- Consigne A: Relevez chaque ligne des enregistrements qui contient le mot « white » et recopiez-la.

- Extrait:
<<<<
Le rapport de recherche, dont ce document est un résumé, est le résultat d’un processus collectif de contributions et de critiques de la part des co-chercheurs des équipes nationales de recherche du Bangladesh, de Bolivie, France, Tanzanie, Royaume-Uni et États-Unis, soit plus de 80 personnes. La responsabilité de la version finale incombe à l’Équipe de coordination internationale, telle qu’elle est mentionnée ci-dessus1.
Le projet est basé sur la méthodologie du Croisement des savoirs2, dans lequel des personnes en situation de pauvreté, des praticiens et des universitaires sont co-chercheurs. Dans cette méthodologie, les différents types de connaissances résultant des expériences de vie, de l’action et de la recherche académique sont d’abord construits de manière indépendante à travers des rencontres avec des groupes de pairs, puis croisés pour s’enrichir mutuellement, donnant lieu à de nouvelles perspectives sur la réalité de la pauvreté.
>>>>
- Consigne B: Restituez mot pour mot le passage de l'extrait qui s'ouvre sur les mots « Le rapport de » et se ferme sur « est mentionnée ci-dessus1. ».

- Liste des enregistrements:
<<<<
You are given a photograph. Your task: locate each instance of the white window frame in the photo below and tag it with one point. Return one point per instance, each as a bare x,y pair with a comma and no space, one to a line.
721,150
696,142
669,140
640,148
>>>>
<<<<
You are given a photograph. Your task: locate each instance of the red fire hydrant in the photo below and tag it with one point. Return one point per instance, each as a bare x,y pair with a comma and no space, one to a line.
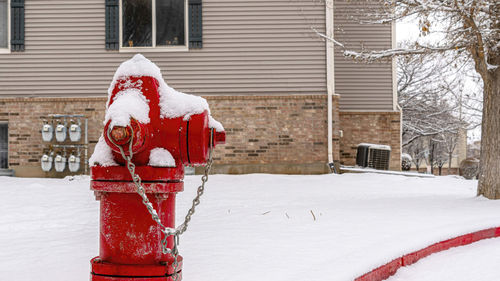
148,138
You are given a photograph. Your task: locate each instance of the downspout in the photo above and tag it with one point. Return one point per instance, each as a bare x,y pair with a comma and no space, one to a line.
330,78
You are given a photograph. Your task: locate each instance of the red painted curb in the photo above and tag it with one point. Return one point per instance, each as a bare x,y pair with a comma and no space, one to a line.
>>>>
<<<<
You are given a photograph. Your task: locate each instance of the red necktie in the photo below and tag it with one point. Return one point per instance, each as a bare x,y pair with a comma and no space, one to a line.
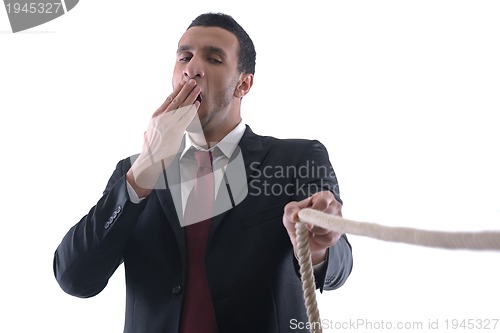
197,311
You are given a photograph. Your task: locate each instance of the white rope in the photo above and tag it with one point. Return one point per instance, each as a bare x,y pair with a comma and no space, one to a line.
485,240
>>>>
- Réponse finale A:
You are given a photograph. Your task: locate each instance of the white window frame in the photo below and tag it with one point. Return one point per instance, each as a bare x,y pair with a comma and no space, one to a line.
You are given a photograph. Your task: locate each instance of the white rope in the photo above and tag it with one point. Return one point per instance, each as a bare x,y pair with a comma and no space, one to a line.

- Réponse finale B:
Le rapport de recherche, dont ce document est un résumé, est le résultat d’un processus collectif de contributions et de critiques de la part des co-chercheurs des équipes nationales de recherche du Bangladesh, de Bolivie, France, Tanzanie, Royaume-Uni et États-Unis, soit plus de 80 personnes. La responsabilité de la version finale incombe à l’Équipe de coordination internationale, telle qu’elle est mentionnée ci-dessus1.